EXTRACT:
════════════════════

Oh come on Lucy: we’re talking ‘evidence’ (the client’s story); the person taking the ABE statement shld be asking only questions. Only advice is privileged; and any confidentiality (lncl LPP) there may be, can be waived if it saves a client giving live evidence months later

 

‘Such conversations are privileged?’

 

Lucy’s short tweet was a question, but it implied an assumption as to the confidentiality (possibility even legal professional privilege ie legal advice privilege?) of such evidence. And ‘conflicted’ out? I am not quite sure what that can mean in context. I shall concentrate on the confidentiality (‘privilege’) point.

 

First, the confidentiality (if there is any) is that of the client (‘Charlie’): complainant or child. It can be waived by Charlie. And if Charlie knows that, from the start, she is being recorded for possible use in court proceedings any confidentiality is as near impliedly waived as can be imagined. That is to say, she has made it clear that she does not expect privacy in relation to court proceedings, for her statement.

 

Next, in this context privilege attaches to advice given by lawyers (fully explained in Privilege Privacy and Confidentiality in Family Proceedings by David Burrows, January 2019, Bloomsbury Professional). It does not attach to evidence given by a witness; though it will attach to what is said to obtain advice (R v Derby Magistrates’ Court exp B [1995] UKHL 18, [1996] 1 AC 487, [1996] 1 FLR 513).

 

If from the outset Charlie knows that what is said to her solicitor or the solicitor’s interviewer is evidence – and the solicitor does not chip in with advice, till after the recording – it is difficult to see how privilege (privacy for legal advice) could apply. Anyway, the question would only arise if later the client/witness decides not to waive any privilege there may have been.

 

ABE interviewing in civil proceedings: by solicitors and their staff

 

This is an important field for family lawyers in the case of complaints which do not justify criminal investigation by the police. If it is not properly understood or questioned – dismissed, at the threshold, even? – by family law barristers, it will have difficulty in ever developing.

 

I accept, there is the prior question of whether anything like this should develop.  I believe it should be looked at as a valuable project for development in this area of family law (for complainants and mature children, with appropriate intermediaries). Funds for training lawyers should be committed for it.

Domestic abuse in the family courts: how can proceedings be made more civilised? (2)

20160419_173301Domestic abuse: making proceedings less frightening

 

Family Court domestic abuse hearings can be dealt with in open court; but they are being heard in private (ie in secret). The public cannot see what is being done by family courts in its name, even though – on the same facts – if a violent man is prosecuted the criminal proceedings will be in open court (as explained in an earlier post here).

 

Yes, but if domestic abuse proceedings are held in open court will not that frighten the complainant, and risk perpetuating – but now openly in court – the abuse she complains of? This post explains that some procedures are available to protect complainants but they are rarely used by family courts or lawyers. Other such procedures are available in criminal proceedings, but are still not available to the Family Court to help domestic abuse complainants.

════════════════════

RECORDED INFORMATION:
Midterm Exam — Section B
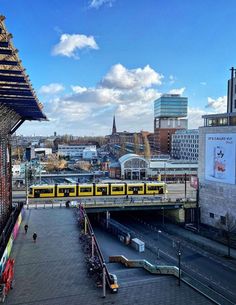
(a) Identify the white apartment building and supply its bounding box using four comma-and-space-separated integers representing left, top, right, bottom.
171, 129, 199, 161
58, 145, 97, 160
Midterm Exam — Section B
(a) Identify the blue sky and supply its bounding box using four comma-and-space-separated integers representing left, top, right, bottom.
0, 0, 236, 135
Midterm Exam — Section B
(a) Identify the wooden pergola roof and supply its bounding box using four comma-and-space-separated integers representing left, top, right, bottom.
0, 16, 46, 129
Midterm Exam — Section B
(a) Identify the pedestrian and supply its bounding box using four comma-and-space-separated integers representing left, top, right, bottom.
33, 232, 38, 243
24, 224, 29, 234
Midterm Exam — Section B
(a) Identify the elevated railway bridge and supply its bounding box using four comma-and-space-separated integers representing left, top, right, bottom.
27, 196, 196, 223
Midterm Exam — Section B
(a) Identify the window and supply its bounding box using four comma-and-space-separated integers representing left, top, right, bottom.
148, 185, 160, 191
128, 186, 143, 191
59, 187, 75, 194
112, 186, 124, 192
220, 216, 226, 225
97, 186, 107, 193
34, 188, 53, 194
80, 187, 92, 193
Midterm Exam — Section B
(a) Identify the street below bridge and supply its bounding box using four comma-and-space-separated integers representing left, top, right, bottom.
100, 213, 236, 304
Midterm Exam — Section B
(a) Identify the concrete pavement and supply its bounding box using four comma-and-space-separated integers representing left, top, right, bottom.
5, 208, 215, 305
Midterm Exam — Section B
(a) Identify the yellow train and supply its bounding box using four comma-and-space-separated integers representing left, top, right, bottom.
28, 182, 166, 198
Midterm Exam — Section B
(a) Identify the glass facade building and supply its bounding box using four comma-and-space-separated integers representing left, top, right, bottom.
154, 94, 188, 118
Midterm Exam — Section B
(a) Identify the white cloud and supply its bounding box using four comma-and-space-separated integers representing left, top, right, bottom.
101, 64, 163, 90
206, 96, 227, 113
169, 87, 186, 95
188, 107, 206, 129
37, 65, 163, 135
52, 34, 99, 59
169, 75, 176, 85
39, 83, 65, 94
89, 0, 114, 8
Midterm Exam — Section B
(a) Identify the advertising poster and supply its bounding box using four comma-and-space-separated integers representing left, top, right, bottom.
205, 133, 236, 184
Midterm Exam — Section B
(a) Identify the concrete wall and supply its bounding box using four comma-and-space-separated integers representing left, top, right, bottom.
198, 126, 236, 226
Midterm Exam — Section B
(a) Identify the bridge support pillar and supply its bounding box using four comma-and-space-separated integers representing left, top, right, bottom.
106, 211, 111, 229
165, 208, 185, 223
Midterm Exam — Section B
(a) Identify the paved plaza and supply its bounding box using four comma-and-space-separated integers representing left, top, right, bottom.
5, 208, 213, 305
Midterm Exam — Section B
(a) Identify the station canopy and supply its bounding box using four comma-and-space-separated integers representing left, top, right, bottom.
0, 16, 46, 133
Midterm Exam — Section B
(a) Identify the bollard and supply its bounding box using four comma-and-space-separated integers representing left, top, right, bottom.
102, 263, 106, 298
84, 216, 87, 235
91, 233, 94, 259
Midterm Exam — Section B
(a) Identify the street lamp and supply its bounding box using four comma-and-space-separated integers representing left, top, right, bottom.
173, 240, 182, 286
157, 230, 161, 258
178, 249, 181, 286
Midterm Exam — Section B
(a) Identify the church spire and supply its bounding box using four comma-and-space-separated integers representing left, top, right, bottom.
112, 116, 116, 134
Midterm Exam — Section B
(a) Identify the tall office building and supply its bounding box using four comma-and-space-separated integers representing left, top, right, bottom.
154, 94, 188, 154
198, 68, 236, 231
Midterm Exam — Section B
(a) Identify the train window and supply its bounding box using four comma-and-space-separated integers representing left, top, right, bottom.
34, 188, 53, 194
112, 186, 124, 192
97, 186, 107, 192
80, 187, 92, 193
128, 186, 143, 192
59, 187, 75, 194
148, 185, 159, 191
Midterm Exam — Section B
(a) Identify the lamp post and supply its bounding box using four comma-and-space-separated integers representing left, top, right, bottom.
178, 249, 181, 286
177, 241, 182, 286
157, 230, 161, 258
184, 173, 187, 203
25, 162, 29, 209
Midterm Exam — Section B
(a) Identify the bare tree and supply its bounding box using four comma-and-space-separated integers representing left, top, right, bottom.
218, 212, 236, 257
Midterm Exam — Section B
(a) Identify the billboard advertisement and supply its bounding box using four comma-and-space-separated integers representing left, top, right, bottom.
205, 133, 236, 184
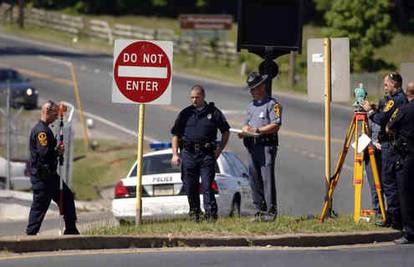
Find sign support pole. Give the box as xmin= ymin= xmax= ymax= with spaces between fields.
xmin=323 ymin=38 xmax=332 ymax=215
xmin=135 ymin=104 xmax=145 ymax=225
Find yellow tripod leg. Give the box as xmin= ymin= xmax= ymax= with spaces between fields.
xmin=354 ymin=114 xmax=365 ymax=223
xmin=368 ymin=145 xmax=387 ymax=222
xmin=319 ymin=118 xmax=355 ymax=223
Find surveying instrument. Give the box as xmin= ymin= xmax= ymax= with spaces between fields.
xmin=320 ymin=83 xmax=386 ymax=223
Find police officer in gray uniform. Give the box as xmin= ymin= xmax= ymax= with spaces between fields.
xmin=240 ymin=72 xmax=282 ymax=221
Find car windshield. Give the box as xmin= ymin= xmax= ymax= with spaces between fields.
xmin=0 ymin=69 xmax=24 ymax=83
xmin=130 ymin=154 xmax=181 ymax=177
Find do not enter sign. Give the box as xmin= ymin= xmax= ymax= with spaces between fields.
xmin=112 ymin=40 xmax=172 ymax=104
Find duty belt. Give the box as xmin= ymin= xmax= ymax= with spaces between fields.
xmin=183 ymin=141 xmax=216 ymax=151
xmin=244 ymin=134 xmax=278 ymax=145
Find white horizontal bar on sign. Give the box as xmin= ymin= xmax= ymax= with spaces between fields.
xmin=118 ymin=66 xmax=168 ymax=79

════════════════════

LIST OF TASKS:
#1 In the family law commentary, restate the paragraph beginning "First, the confidentiality" as a short list that keeps its main facts.
#2 Using the family law commentary, explain in one to three sentences why any confidentiality in Charlie's recorded statement is said to be as near impliedly waived as can be imagined.
#3 Take the family law commentary further, picking up after its final sentence about procedures that are still not available to the Family Court.

RESPONSES PER TASK:
#1
- Any confidentiality belongs to the client, Charlie, whether complainant or child.
- Charlie can waive it.
- If Charlie knows from the start that she is being recorded for possible use in court proceedings, any confidentiality is almost certainly impliedly waived.
- In that case she has shown that she does not expect privacy for her statement in relation to court proceedings.

#2 Charlie knows from the start that she is being recorded for possible use in court proceedings. By giving her statement on that basis, she has made clear that she does not expect privacy for it in relation to those proceedings.

#3
 

This post will assume that the complainant partner or spouse is (as is mostly the case) the mother. The father has been responsible for domestic abuse (violence, controlling behaviour and so on). The question of whether a hearing should be in open court was considered by me here; and what is meant by ‘domestic abuse’ as the law now stands was considered here).

 

In the first post I explained why I thought that in law domestic abuse proceedings should be in open court; just as a prosecution for a criminal offence arising from the same facts would be publicly dealt with. To help complainants there are a range of family courts procedural features which must also be considered (and which are I hope, being considered by Home Office reformers as I write):

 

  • 1 In all Family Court hearings the complainant partner’s (and perhaps a child’s) evidence is given face to face with the allegedly violent respondent, not for example by video link or pre-recorded evidence.
  • 2 Family courts still have no way of preventing violent or abusive partners from cross-examining their victims; where in criminal courts lawyers can be appointed to take on the cross-examination role.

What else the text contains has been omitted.